-------- DATA TO USE
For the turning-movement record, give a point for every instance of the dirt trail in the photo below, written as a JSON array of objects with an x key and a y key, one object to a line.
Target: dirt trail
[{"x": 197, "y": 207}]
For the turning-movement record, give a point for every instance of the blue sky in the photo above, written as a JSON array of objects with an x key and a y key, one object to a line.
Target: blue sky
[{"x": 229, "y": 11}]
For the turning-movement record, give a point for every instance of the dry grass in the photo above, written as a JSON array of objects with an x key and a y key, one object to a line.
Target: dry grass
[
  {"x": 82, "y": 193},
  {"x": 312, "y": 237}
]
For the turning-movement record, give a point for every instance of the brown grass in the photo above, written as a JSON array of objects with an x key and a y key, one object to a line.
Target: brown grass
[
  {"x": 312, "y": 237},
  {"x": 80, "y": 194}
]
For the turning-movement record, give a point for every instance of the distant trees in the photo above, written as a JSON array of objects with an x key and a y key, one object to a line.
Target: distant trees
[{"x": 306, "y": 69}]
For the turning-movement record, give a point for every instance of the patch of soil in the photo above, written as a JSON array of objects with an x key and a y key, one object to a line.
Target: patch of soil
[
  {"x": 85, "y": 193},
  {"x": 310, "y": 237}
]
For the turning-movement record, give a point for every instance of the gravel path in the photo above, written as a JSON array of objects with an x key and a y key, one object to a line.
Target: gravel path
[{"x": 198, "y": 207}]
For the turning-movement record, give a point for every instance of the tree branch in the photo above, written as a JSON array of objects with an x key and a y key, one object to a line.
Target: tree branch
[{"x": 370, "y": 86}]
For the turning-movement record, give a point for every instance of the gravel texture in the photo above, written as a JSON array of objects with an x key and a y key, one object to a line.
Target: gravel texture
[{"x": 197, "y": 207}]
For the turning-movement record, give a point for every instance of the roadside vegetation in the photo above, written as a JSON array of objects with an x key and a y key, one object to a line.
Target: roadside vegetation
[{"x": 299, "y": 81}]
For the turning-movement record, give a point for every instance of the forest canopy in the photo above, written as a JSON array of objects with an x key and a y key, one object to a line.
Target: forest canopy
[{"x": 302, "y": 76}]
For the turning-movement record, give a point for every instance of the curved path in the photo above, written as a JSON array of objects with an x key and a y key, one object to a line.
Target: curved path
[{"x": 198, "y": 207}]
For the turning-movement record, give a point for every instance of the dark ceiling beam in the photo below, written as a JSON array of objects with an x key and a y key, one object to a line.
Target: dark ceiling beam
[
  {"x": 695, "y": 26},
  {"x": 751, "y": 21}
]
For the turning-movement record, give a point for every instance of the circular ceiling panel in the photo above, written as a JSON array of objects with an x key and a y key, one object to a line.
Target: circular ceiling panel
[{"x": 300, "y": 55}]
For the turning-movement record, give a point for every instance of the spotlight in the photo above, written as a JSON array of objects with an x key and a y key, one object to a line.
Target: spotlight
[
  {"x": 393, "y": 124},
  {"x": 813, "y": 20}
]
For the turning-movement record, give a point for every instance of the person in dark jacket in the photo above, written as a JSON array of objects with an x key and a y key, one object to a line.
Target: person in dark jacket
----------------
#### [OBJECTIVE]
Change "Target" to "Label" throughout every entry above and write out the lines again, with everything else left as it stands.

#### [FINAL ANSWER]
For the turning-movement record, give a point for every instance of the dirt trail in the photo below, written as a JSON array of objects with an x key and a y key, one object to a line.
Label: dirt trail
[{"x": 197, "y": 207}]
For the turning-movement record, give a point for every instance of the blue sky in the photo above, written as a JSON array of objects with an x key and a y key, one object to a line.
Label: blue sky
[{"x": 229, "y": 11}]
For the turning-movement record, give a point for every instance of the dry grass in the photo above, written as a JSON array of objects with an x key and a y key, one object to a line.
Label: dry grass
[
  {"x": 82, "y": 193},
  {"x": 312, "y": 237}
]
For the turning-movement record, give a point for every instance of the brown grass in the photo above, written as a JSON array of objects with an x key and a y key, one object to a line.
Label: brown grass
[
  {"x": 312, "y": 237},
  {"x": 80, "y": 194}
]
For the turning-movement record, give a point for every instance of the distant trees in the photo above, written as a JSON array of objects with an x key and a y key, one object to a line.
Label: distant trees
[{"x": 306, "y": 69}]
For the turning-movement record, give a point for every instance of the patch of soil in the photo above, written as a JSON array of objects with an x key and a y key, one object to a line.
Label: patch of soil
[
  {"x": 85, "y": 193},
  {"x": 310, "y": 237}
]
For the turning-movement record, give a point for every instance of the gravel path in the photo above, written as a JSON array of objects with an x key and a y key, one object to a line.
Label: gravel path
[{"x": 198, "y": 207}]
For the turning-movement record, give a point for every instance of the tree branch in the photo above, written as a JSON array of objects with an x key and a y key, one object to a line.
Label: tree branch
[{"x": 370, "y": 86}]
For the turning-movement record, give a point for every instance of the gravel texture in the photo above, written as a JSON array of objects with an x key and a y key, one object to a line.
Label: gravel texture
[{"x": 197, "y": 207}]
For the turning-movement record, give a point for every instance of the roadside vegetation in the photo above, written as a JSON array of objects with an x key and a y key, one object to a line.
Label: roadside vegetation
[{"x": 299, "y": 81}]
For the turning-movement record, give a point for every instance of the forest canopy in the photo above, written as a JSON array of objects with an x key and a y key, one object to a line.
Label: forest canopy
[{"x": 302, "y": 76}]
For the turning-movement record, give a point for every instance of the curved path in the photo above, written as a JSON array of objects with an x key and a y key, one object to a line.
Label: curved path
[{"x": 198, "y": 207}]
For the turning-movement record, give a point for every instance of the dark ceiling beam in the photo below, written as a JSON array of objects with an x key and a y key, one object to a line.
Label: dark ceiling beam
[
  {"x": 695, "y": 26},
  {"x": 751, "y": 21}
]
For the turning-movement record, give a point for every instance of the circular ceiling panel in the photo above, written as a JSON array of objects with an x key and a y key, one object to a line.
Label: circular ceiling panel
[{"x": 300, "y": 55}]
For the turning-movement record, give a point for every instance of the spotlight in the photo above, written as a JSON array of objects with an x key and a y key, one object to a line.
Label: spotlight
[
  {"x": 393, "y": 124},
  {"x": 813, "y": 20}
]
For the turning-movement record, give a point for every instance of the person in dark jacket in the photo above, written as a JSON array of objects with an x key and a y key, one object to a line.
Label: person in dark jacket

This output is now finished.